Excerpt provided:
+===+

Tone Poem Tuesday

NPR has a podcast called the Open Ears Project:

Part mix tape, part sonic love-letter, the Open Ears Project is a daily podcast where people share the classical track that means the most to them. Each episode offers a soulful glimpse into other human lives, helping us to hear this music—and each other—differently.

I’ve been listening for a while, though I’m behind on episodes right now, and the most recent one I’ve heard is the episode with Tom Hiddleston in which he shares a work called Spiegel im Spiegel, by Estonian composer Arvo Part. Part is apparently the most frequently performed composer alive today, after John Williams, which is really saying something. I’ve heard very little of Part’s music, but what I have heard I always find hypnotic in its minimalism, and that’s certainly the case with Spiegel im Spiegel, which breaks from my usual habit of featuring orchestral music here. This is a chamber work featuring solo violin and piano, and it’s simply wonderful.

+===+

Supplied information:
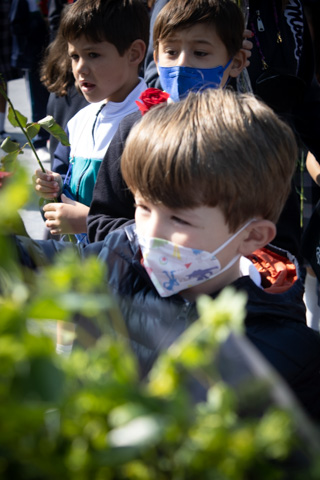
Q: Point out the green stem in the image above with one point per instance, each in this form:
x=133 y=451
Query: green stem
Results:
x=24 y=131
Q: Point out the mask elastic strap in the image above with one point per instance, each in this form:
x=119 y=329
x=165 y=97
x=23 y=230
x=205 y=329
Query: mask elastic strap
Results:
x=232 y=237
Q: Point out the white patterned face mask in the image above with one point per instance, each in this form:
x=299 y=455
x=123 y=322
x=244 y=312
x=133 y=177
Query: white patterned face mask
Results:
x=173 y=268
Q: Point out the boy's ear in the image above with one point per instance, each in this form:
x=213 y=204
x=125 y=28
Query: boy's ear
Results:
x=238 y=63
x=258 y=234
x=137 y=52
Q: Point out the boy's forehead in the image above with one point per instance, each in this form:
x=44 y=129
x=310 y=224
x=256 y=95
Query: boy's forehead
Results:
x=199 y=33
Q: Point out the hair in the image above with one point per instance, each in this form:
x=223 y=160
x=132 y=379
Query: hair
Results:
x=215 y=148
x=119 y=22
x=224 y=15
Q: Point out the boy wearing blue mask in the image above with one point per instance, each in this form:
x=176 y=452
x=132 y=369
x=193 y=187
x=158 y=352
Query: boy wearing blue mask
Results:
x=197 y=45
x=208 y=195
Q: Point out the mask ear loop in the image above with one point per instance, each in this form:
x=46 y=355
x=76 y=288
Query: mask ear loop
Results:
x=234 y=259
x=233 y=236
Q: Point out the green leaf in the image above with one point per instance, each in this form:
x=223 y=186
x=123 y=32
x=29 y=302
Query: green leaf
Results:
x=51 y=126
x=9 y=146
x=13 y=118
x=9 y=161
x=33 y=129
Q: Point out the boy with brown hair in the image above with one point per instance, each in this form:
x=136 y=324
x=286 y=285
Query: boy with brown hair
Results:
x=210 y=176
x=197 y=45
x=107 y=41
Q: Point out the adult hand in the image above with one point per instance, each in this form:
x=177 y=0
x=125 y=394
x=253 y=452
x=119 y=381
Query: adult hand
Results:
x=47 y=185
x=66 y=217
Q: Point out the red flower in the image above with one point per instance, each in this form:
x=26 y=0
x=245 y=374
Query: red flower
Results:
x=3 y=175
x=150 y=98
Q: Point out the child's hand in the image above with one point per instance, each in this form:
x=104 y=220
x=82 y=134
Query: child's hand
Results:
x=47 y=185
x=66 y=217
x=247 y=45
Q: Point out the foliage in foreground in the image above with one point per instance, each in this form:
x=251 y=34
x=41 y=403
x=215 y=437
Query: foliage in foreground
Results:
x=87 y=416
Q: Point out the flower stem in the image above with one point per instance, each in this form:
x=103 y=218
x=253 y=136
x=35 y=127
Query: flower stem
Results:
x=24 y=131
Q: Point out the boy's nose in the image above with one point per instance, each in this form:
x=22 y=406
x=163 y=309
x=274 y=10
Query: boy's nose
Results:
x=156 y=227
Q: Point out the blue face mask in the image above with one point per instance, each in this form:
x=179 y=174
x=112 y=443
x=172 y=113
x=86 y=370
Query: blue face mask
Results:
x=179 y=81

+===+

Directions:
• 1. Extract the passage of the Tone Poem Tuesday post starting at "Part mix tape, part" and ending at "music—and each other—differently.".
• 2. Name every person mentioned in the Tone Poem Tuesday post.
• 3. According to the Tone Poem Tuesday post, which instruments does Spiegel im Spiegel feature?
Use only the Tone Poem Tuesday post as the source.

Answers to the tasks:
• 1.
Part mix tape, part sonic love-letter, the Open Ears Project is a daily podcast where people share the classical track that means the most to them. Each episode offers a soulful glimpse into other human lives, helping us to hear this music—and each other—differently.

• 2. Tom Hiddleston, Arvo Part, John Williams

• 3. Solo violin and piano.